[TASK STATEMENT] Write out the full listing exactly as given, minus the images.

[DATA SHOWN]
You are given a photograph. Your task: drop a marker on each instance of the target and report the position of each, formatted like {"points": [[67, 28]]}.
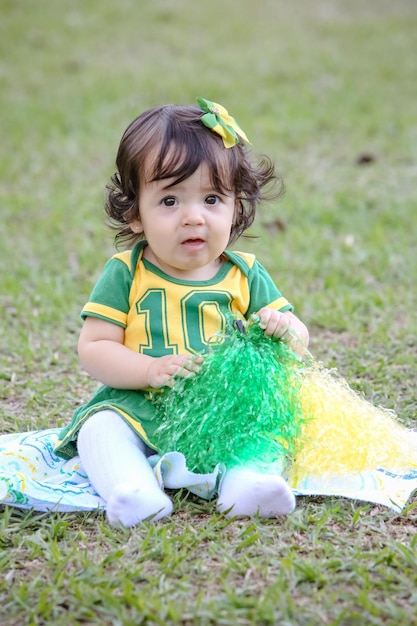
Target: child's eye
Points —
{"points": [[169, 201], [212, 200]]}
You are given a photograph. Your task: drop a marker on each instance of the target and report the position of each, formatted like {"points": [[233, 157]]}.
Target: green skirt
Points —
{"points": [[133, 406]]}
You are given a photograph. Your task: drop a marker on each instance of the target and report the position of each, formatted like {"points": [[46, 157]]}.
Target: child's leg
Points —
{"points": [[113, 457], [246, 493]]}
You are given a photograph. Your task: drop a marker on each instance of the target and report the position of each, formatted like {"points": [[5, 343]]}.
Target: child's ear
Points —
{"points": [[136, 226]]}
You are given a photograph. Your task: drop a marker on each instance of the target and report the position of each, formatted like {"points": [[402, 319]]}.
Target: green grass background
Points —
{"points": [[328, 90]]}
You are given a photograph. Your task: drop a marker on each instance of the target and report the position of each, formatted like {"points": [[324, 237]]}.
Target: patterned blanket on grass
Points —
{"points": [[33, 477]]}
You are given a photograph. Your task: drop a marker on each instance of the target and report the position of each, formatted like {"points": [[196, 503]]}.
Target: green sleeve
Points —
{"points": [[109, 299], [264, 292]]}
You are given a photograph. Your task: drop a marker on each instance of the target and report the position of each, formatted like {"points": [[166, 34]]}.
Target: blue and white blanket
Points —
{"points": [[33, 477]]}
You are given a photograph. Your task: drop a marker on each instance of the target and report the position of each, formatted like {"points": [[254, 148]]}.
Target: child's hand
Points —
{"points": [[273, 322], [161, 371]]}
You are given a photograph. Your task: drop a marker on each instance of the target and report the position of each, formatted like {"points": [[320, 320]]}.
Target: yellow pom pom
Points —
{"points": [[343, 433]]}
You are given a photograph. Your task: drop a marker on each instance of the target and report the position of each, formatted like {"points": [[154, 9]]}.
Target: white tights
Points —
{"points": [[114, 458]]}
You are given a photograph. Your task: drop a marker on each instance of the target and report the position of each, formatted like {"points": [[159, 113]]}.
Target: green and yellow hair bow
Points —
{"points": [[218, 120]]}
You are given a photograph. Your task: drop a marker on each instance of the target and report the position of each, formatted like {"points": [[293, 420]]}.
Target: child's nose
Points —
{"points": [[193, 214]]}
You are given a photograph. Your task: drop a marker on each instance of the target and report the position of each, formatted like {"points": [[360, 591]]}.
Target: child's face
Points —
{"points": [[187, 226]]}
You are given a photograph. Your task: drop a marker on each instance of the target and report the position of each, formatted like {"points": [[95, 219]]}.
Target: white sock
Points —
{"points": [[129, 504], [114, 459], [248, 493]]}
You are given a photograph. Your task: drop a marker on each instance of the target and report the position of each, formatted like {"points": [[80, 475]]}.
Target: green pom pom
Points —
{"points": [[242, 407]]}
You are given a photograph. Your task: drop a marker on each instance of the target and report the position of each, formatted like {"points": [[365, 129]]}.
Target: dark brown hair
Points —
{"points": [[181, 143]]}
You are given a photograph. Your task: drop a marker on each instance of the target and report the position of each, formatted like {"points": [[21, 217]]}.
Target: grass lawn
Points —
{"points": [[328, 89]]}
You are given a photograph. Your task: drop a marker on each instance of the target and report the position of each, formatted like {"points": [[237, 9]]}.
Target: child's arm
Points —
{"points": [[103, 356], [285, 326]]}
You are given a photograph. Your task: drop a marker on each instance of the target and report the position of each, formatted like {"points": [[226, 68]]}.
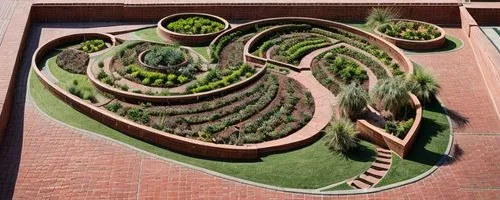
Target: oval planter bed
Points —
{"points": [[189, 39], [163, 68], [413, 44]]}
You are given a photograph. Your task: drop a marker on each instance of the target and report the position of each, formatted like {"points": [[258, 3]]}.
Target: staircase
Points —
{"points": [[376, 172]]}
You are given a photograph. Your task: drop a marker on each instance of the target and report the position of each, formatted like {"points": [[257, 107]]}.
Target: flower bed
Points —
{"points": [[412, 34]]}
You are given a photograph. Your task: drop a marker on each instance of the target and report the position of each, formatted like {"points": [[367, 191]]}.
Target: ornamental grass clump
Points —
{"points": [[352, 100], [423, 85], [391, 94], [341, 136], [380, 16]]}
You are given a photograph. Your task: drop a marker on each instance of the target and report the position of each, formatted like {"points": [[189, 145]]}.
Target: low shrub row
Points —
{"points": [[346, 69], [374, 66], [195, 25], [215, 79], [81, 90]]}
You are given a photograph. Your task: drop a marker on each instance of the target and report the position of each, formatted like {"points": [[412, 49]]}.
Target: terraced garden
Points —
{"points": [[264, 94]]}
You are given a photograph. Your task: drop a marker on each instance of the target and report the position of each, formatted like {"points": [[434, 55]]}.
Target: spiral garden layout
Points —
{"points": [[269, 88]]}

[CORRECT ANSWER]
You are given a photograph. Your task: drop a marker on each instance of the target and report the position of each, formatted like {"points": [[67, 28]]}.
Target: child's eye
Points —
{"points": [[169, 201], [212, 200]]}
You are given a photograph. Your task: drop a marker on each instance of the target and report the position of each, formatted like {"points": [[233, 157]]}.
Target: green skirt
Points —
{"points": [[133, 406]]}
You are given a photograph. Your task: drop a marker on each instance of the target and report the position of each, formatted like {"points": [[46, 157]]}.
Target: child's leg
Points —
{"points": [[113, 457], [246, 493]]}
You are given a photograph. Your task: drop a marker on each instance of the target and report the position of each, formatted like {"points": [[5, 343]]}.
Target: child's ear
Points —
{"points": [[136, 226]]}
You are given a photograph. Your task: drop a marker on each instance of the target and report the position of each, formatted like {"points": [[402, 319]]}.
Target: green grass background
Points —
{"points": [[328, 90]]}
You are given a photograph. Your task: drop a marker on each instance of the target and report the position of each, formatted like {"points": [[324, 237]]}.
Target: patterned blanket on grass
Points —
{"points": [[33, 477]]}
You are given a photograph. Your task: drop a marker on each instance of the target and report the position of each, formatted like {"points": [[196, 503]]}.
Target: green sleeve
Points —
{"points": [[109, 299], [264, 292]]}
You are given a photograph. Your task: drop a marker on each instance of the target and report the position of each, formatted like {"points": [[166, 34]]}.
Target: blue and white blanket
Points —
{"points": [[33, 477]]}
You are given a photograph. Your task: drop a marker on each instance of the target and report the position of each, formatted like {"points": [[254, 148]]}.
Target: child's hand
Points —
{"points": [[273, 322], [161, 371]]}
You are given a photograph. Your task: drop a marker on each instance of the target and report the position of each, formatted like {"points": [[320, 320]]}.
Target: yellow pom pom
Points —
{"points": [[343, 433]]}
You are given a photograph. Your task: drop a marker on each instance of the target and report the position of each, formatted like {"points": [[154, 9]]}.
Target: white tights
Points —
{"points": [[114, 458]]}
You are given a photograph. Your task: drop a marker on each instance of the target and report the position of each, formatted like {"points": [[159, 113]]}.
Target: green and yellow hair bow
Points —
{"points": [[218, 120]]}
You are given a photograph. Your task: drop a marker on each instance of the target and report the position of each, formatted like {"points": [[293, 420]]}.
Target: child's nose
Points —
{"points": [[193, 214]]}
You are given a photograph. Your task: drop a marker on each instance of the target and report the position of each, formatted like {"points": [[360, 591]]}.
Target: child's face
Points —
{"points": [[187, 226]]}
You are given a photograph. Your task: drop a marker on each instance of the target and report the position of each, formatted like {"points": [[95, 219]]}.
Target: white sock
Points —
{"points": [[129, 504], [114, 459], [248, 493]]}
You are given a photograph. Your task: drop a marker on each instance of the target and report the position of each, formatted like {"points": [[80, 475]]}.
Target: green pom pom
Points —
{"points": [[242, 407]]}
You are given a photograph. Your task: drop a marker on each instance of the target and report the position of each, formatted like {"points": [[365, 129]]}.
Target: dark brown hair
Points —
{"points": [[181, 143]]}
You are given a photograph. Your task: drop a marker on each instance of the target and report the position of each, formatted like {"points": [[21, 217]]}.
Target: grass lawn
Points —
{"points": [[328, 89]]}
You are given a photograph. Your task: drop a marker on each instance of the target and report the position of each, formatted like {"points": [[237, 9]]}.
Target: child's arm
Points —
{"points": [[103, 356], [285, 326]]}
You are given a photograph. Your task: drop a marker on each instance of the target and report the position of each, formatted like {"points": [[226, 68]]}.
Target: oval planter bed
Points —
{"points": [[189, 39], [163, 68], [413, 44]]}
You are given a photograph. Your task: drop a marker on each instance of the target and report the position of each, formatted like {"points": [[258, 3]]}.
Target: staircase
Points —
{"points": [[376, 172]]}
You are given a photograph. Your task: drop a marker on each instance of the target and report the position of each, formatted like {"points": [[257, 107]]}.
Target: flower bed
Points —
{"points": [[412, 34]]}
You are given a photograph. Your task: drop a marker on each instance of the target and report the position of each, formatted like {"points": [[367, 191]]}.
Target: ornamental grass clump
Points —
{"points": [[352, 100], [423, 85], [391, 94], [341, 136], [380, 16]]}
You are given a photograph. Your task: drop a marker on each instance of the target and report the position of each, formatted like {"points": [[189, 145]]}.
Target: low shrub row
Points —
{"points": [[346, 69], [374, 66], [195, 25], [215, 79], [81, 90]]}
You are given a photograph. Your task: drop a marker on each instance of the target and report the position of each, formatted like {"points": [[412, 49]]}.
Target: terraced garden
Points —
{"points": [[264, 94]]}
You are given a photograph. Your task: drop a marker on each instance of the target and report the position of each, formatted like {"points": [[434, 55]]}.
Target: spiral garden layout
Points —
{"points": [[269, 88]]}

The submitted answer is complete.